Saved entries:
-*-*-

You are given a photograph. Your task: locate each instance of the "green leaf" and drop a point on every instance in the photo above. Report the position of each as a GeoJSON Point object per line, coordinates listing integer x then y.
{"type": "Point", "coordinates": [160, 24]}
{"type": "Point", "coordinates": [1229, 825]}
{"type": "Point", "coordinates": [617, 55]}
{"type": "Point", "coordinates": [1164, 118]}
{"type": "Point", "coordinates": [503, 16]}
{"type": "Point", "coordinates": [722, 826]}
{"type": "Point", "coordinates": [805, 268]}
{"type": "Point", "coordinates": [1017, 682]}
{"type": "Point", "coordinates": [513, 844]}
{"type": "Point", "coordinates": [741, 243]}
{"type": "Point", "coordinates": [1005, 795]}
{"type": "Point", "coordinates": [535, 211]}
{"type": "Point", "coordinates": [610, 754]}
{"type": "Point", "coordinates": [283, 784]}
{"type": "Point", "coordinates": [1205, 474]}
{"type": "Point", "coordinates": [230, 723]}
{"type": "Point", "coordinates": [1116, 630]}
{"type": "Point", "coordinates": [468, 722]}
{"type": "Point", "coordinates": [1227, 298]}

-*-*-

Work to be completed: Copy out the whole listing exactly as written.

Result of this task:
You are given a photograph. Your task: locate each instance of the "green leaf" and drop a point on every instance in the photo above. Report the position of each as a GeoJSON Point object per line, coordinates listing integer x then y.
{"type": "Point", "coordinates": [160, 24]}
{"type": "Point", "coordinates": [1229, 825]}
{"type": "Point", "coordinates": [617, 55]}
{"type": "Point", "coordinates": [1164, 118]}
{"type": "Point", "coordinates": [503, 16]}
{"type": "Point", "coordinates": [722, 826]}
{"type": "Point", "coordinates": [805, 268]}
{"type": "Point", "coordinates": [1017, 682]}
{"type": "Point", "coordinates": [513, 844]}
{"type": "Point", "coordinates": [741, 243]}
{"type": "Point", "coordinates": [1005, 795]}
{"type": "Point", "coordinates": [535, 211]}
{"type": "Point", "coordinates": [610, 754]}
{"type": "Point", "coordinates": [283, 784]}
{"type": "Point", "coordinates": [1205, 474]}
{"type": "Point", "coordinates": [230, 723]}
{"type": "Point", "coordinates": [1116, 630]}
{"type": "Point", "coordinates": [468, 722]}
{"type": "Point", "coordinates": [1227, 298]}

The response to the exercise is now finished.